▶ _DATA SHOWN_
____

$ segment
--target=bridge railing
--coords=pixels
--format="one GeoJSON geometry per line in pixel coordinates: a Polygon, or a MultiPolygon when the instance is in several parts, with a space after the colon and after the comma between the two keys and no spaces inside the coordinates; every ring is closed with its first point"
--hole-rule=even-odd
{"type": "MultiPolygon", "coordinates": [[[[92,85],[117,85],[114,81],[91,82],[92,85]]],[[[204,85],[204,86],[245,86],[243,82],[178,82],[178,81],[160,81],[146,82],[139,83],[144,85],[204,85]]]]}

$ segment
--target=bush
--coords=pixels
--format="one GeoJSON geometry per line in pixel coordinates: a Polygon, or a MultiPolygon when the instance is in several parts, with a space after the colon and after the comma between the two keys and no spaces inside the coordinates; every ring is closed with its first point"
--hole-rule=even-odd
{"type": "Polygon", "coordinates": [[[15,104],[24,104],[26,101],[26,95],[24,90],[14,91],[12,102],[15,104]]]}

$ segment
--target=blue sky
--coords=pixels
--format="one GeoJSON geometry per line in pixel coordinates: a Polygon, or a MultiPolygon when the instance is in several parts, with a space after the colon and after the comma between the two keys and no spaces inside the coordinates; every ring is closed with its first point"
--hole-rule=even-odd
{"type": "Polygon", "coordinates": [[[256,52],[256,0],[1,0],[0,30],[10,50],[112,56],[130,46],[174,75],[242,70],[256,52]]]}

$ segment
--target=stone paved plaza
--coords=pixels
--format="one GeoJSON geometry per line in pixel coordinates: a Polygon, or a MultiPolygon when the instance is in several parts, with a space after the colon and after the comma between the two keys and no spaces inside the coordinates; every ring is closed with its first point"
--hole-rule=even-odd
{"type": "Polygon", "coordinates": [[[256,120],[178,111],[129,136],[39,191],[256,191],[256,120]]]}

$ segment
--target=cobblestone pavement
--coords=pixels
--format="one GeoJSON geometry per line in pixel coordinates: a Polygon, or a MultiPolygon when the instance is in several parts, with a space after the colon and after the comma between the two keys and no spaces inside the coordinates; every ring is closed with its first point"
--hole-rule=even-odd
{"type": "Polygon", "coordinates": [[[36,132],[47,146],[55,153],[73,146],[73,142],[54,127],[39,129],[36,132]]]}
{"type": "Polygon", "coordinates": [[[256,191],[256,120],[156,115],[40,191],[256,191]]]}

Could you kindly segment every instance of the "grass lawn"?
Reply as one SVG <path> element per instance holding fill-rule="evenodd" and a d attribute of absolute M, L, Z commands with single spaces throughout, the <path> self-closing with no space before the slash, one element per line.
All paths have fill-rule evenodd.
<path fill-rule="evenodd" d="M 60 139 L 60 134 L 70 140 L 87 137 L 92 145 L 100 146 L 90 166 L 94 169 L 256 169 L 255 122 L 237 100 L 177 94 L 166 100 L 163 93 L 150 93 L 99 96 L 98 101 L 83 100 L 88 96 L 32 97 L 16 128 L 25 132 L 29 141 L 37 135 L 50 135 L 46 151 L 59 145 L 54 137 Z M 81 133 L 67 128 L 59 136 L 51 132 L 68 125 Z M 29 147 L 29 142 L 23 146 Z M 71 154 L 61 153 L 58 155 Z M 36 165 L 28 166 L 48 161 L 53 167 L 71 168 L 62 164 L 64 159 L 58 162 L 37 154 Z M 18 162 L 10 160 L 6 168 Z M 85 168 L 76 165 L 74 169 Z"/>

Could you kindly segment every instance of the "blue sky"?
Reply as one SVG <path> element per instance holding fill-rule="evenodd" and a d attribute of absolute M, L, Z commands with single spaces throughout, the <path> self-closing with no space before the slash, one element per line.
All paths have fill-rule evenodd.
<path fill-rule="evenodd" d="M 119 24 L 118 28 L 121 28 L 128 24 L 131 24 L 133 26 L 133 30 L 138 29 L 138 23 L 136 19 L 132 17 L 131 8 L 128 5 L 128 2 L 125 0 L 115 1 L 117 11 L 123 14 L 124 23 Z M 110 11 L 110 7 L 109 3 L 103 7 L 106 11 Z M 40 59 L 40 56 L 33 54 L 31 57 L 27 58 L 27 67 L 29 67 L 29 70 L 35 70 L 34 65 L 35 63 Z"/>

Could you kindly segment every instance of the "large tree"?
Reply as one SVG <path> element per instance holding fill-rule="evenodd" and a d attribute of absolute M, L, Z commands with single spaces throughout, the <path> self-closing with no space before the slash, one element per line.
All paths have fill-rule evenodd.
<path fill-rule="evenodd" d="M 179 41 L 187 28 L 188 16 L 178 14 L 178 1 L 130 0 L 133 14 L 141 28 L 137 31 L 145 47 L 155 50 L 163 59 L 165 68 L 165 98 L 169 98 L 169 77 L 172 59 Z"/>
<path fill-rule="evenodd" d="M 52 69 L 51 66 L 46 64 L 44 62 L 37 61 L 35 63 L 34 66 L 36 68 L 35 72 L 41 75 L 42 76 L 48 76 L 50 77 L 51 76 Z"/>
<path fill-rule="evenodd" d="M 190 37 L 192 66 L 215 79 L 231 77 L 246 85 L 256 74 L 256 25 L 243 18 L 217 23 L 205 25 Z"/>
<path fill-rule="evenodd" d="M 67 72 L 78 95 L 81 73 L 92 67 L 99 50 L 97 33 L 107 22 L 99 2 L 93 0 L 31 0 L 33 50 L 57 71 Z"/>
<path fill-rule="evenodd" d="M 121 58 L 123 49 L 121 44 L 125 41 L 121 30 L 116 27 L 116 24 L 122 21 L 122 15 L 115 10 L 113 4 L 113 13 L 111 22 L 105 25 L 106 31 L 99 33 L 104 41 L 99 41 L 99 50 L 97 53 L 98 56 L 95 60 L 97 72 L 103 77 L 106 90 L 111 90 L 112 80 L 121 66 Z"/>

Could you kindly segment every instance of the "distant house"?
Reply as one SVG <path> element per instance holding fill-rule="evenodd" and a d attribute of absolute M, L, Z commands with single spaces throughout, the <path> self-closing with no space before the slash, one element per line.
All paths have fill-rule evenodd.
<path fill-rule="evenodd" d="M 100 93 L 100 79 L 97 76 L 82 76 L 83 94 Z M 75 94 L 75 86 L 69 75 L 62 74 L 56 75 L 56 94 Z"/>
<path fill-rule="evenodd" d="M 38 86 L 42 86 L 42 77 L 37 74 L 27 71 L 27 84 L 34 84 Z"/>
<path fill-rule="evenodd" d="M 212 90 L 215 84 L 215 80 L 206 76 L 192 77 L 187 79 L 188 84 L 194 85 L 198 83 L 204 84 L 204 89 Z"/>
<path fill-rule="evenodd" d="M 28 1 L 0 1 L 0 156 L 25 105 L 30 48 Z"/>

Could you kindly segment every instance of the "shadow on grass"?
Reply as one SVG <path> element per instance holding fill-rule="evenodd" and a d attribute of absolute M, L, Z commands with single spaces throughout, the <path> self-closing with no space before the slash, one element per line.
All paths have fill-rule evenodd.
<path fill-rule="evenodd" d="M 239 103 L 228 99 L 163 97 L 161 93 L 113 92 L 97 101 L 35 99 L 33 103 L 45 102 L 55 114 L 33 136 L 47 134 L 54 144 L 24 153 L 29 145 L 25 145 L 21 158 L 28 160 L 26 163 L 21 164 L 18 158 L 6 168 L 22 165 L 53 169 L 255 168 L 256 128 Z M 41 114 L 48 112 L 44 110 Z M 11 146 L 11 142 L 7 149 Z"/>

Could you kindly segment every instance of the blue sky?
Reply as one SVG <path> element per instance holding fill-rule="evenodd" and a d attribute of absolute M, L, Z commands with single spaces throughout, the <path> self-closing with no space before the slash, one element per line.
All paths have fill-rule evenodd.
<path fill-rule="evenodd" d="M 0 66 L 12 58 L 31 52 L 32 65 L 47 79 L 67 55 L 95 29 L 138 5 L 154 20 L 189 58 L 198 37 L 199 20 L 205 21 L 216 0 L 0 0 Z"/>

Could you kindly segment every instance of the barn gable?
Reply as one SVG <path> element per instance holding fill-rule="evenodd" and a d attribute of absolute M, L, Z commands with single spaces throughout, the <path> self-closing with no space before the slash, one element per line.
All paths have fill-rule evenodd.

____

▶ _TASK_
Reproduce the lines of the listing from the one containing "Could you kindly segment every instance of the blue" through the end of the listing, inclusive, renaming "barn gable" to "barn roof" and leaving everything else unchanged.

▶ _WRITTEN SOLUTION_
Could you kindly segment every instance of the blue sky?
Reply as one SVG <path> element per instance holding fill-rule="evenodd" and a d attribute of absolute M, L, Z commands with single spaces throughout, the <path> self-closing with no space before the slash, one element per line.
All paths have fill-rule evenodd.
<path fill-rule="evenodd" d="M 0 66 L 12 58 L 31 52 L 32 65 L 47 79 L 67 55 L 95 29 L 138 5 L 154 20 L 189 58 L 198 37 L 199 20 L 205 21 L 216 0 L 0 0 Z"/>

Could you kindly segment every instance of the barn roof?
Reply as one SVG <path> element per instance holding fill-rule="evenodd" and a d attribute of absolute M, L, Z commands with single spaces throughout, the <path> self-closing with no space before the slash, one element per line.
All paths have fill-rule evenodd.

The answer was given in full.